— Directions —
Retype each of the following lines word for word, with nothing changed.

::::::::

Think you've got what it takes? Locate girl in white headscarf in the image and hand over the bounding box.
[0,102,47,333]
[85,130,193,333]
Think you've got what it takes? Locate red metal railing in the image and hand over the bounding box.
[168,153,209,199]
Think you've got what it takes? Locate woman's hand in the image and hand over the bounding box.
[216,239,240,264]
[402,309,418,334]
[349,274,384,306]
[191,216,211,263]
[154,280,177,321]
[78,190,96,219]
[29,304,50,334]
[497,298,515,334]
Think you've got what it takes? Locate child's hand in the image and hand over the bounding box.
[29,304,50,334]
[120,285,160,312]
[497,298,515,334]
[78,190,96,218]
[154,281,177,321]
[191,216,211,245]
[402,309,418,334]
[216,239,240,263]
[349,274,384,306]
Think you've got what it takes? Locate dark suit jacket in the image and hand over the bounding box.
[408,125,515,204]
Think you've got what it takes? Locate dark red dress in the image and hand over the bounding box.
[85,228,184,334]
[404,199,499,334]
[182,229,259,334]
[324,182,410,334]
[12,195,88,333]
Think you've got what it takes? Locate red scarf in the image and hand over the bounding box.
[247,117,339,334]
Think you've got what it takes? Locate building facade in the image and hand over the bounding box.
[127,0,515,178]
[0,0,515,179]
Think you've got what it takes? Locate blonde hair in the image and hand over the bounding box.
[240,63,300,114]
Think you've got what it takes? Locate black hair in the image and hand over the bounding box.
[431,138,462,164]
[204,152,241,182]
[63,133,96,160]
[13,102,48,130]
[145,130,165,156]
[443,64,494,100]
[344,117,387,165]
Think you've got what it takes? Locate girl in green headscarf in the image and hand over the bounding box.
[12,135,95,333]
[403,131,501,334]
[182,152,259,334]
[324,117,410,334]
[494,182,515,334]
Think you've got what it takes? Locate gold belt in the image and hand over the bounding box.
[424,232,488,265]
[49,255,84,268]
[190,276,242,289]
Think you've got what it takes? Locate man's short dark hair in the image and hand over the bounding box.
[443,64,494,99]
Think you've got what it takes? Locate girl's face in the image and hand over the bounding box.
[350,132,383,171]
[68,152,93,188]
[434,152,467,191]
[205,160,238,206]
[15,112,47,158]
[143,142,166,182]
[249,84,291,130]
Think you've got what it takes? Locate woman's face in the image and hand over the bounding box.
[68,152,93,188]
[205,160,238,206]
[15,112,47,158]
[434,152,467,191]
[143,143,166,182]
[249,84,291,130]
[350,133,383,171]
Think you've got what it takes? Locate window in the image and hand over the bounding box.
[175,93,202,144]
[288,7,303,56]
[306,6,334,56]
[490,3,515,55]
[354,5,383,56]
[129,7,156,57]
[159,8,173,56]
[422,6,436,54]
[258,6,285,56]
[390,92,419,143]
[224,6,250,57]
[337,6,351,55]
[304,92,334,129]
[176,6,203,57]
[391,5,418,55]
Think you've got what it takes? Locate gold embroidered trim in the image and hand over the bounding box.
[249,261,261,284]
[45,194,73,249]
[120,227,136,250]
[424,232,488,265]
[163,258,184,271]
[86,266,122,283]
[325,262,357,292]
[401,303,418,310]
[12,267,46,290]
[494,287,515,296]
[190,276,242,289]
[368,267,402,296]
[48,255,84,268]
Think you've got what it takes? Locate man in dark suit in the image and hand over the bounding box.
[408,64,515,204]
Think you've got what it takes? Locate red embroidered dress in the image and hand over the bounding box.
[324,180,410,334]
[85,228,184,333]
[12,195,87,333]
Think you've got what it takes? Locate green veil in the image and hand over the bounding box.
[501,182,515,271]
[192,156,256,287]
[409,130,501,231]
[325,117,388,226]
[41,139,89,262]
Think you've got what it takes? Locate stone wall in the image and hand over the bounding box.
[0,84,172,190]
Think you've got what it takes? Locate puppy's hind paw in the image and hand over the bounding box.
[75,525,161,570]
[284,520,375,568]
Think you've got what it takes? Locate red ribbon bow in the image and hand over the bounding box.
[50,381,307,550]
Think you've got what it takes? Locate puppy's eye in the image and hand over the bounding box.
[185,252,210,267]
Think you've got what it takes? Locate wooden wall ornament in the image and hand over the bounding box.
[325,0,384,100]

::::::::

— Final result —
Think you've got what it takes? Locate girl in white headscarf in the image and hand over the bounding box.
[0,102,47,333]
[85,130,193,333]
Think you've got what it takes? Locate red metal railing in the image and hand over the bounding box.
[168,153,209,199]
Think you've got what it takes? Locate woman's hand in the image and hand over the bounding box.
[216,239,240,264]
[402,309,418,334]
[349,274,384,306]
[191,216,211,263]
[154,280,177,321]
[78,190,96,219]
[29,304,50,334]
[497,298,515,334]
Think you've got what it takes? Locate child's hand in the image and hand over the bounding box.
[29,304,50,334]
[120,285,160,312]
[497,298,515,334]
[78,190,96,218]
[154,281,177,321]
[191,216,211,245]
[402,309,418,334]
[216,239,240,263]
[349,274,384,306]
Think you've got what it takes? Locate dark suit jacket in the image and hand over the bounding box.
[408,125,515,204]
Think you've got what it takes? Locate dark red dress in the image and hand over the bounding box.
[85,228,184,334]
[404,199,499,334]
[182,229,259,334]
[324,182,410,334]
[12,195,88,333]
Think you've got what it takes? Locate red scarf in the image and hand over the bounding box.
[247,117,339,334]
Think you've got what it takes? Locate building facade in the image and hand over the bounding box.
[127,0,515,178]
[0,0,515,179]
Think you've got what it takes? Locate blonde hair in the image and hand over the bounding box.
[240,63,300,114]
Think you've got what it takes? Locate black hair in the image and hand over the bounding box.
[431,138,462,164]
[204,152,241,182]
[63,133,96,160]
[13,102,48,130]
[145,130,165,156]
[443,64,494,100]
[344,117,387,165]
Think you've got what it takes? Locate girl in green headscarf in the image and hand over the bounding box.
[12,135,95,333]
[403,131,501,334]
[182,152,259,334]
[324,117,410,334]
[494,182,515,334]
Think you've got what it takes? Locate gold belt in the image and hand over the bounding box.
[424,232,488,265]
[49,255,84,268]
[190,276,242,289]
Think you've got what it takes? Locate man's short dark hair in the image and hand over the bounding box.
[443,64,494,99]
Think you've got what it takes? Locate girl's face in the image and hand over the bounding box.
[350,132,383,171]
[68,152,93,188]
[434,152,467,191]
[205,160,238,206]
[15,112,47,158]
[143,142,166,182]
[249,84,291,130]
Think you've got what it takes? Locate woman's face in the image and hand over the bounding box.
[68,152,93,188]
[205,160,238,206]
[15,112,47,158]
[434,152,467,191]
[143,143,166,182]
[249,84,291,130]
[350,133,383,171]
Think you've got what it takes? Locate window in the image and hand over the bounding box.
[175,93,202,144]
[288,7,303,56]
[306,6,334,56]
[490,3,515,55]
[354,5,383,56]
[129,7,156,57]
[159,8,173,56]
[422,6,436,54]
[258,6,285,56]
[390,92,419,143]
[224,6,250,57]
[337,6,351,55]
[304,92,334,129]
[176,6,203,57]
[391,5,418,55]
Think you've got what it takes? Locate gold embroidered trim in the image and hand over the bounding box.
[249,261,261,284]
[45,194,73,249]
[120,227,136,250]
[424,232,488,265]
[163,258,184,271]
[86,266,122,283]
[325,262,357,292]
[401,303,418,310]
[12,267,46,290]
[494,287,515,296]
[190,276,242,289]
[368,267,402,296]
[48,255,84,268]
Think you've got what it takes? Locate man in dark suit in the image and hand over the bounding box.
[408,64,515,204]
Think you've got what it takes? Locate red embroidered dress in the image and hand over the bounding box.
[324,180,410,334]
[85,228,184,333]
[12,195,87,333]
Think you've got what it takes? Locate green veil in the image and hand over the bounding box.
[501,182,515,271]
[192,156,256,287]
[409,130,501,231]
[325,117,388,226]
[41,139,89,262]
Think you've got what it takes? Locate stone wall in the image and hand over the bounding box.
[0,84,172,190]
Think you've got what it takes? Locate puppy's hind paw in the image and hand over the bounding box.
[75,525,161,570]
[284,520,375,568]
Think you've got what it takes? Locate red ribbon bow in the image and hand over the bounding box.
[50,381,307,550]
Think you've got what it takes? Locate puppy's eye in the image and hand over the bounding box.
[185,252,210,267]
Think you've got what it takes? Locate wooden wall ornament in the image and hand over the bounding box.
[325,0,384,100]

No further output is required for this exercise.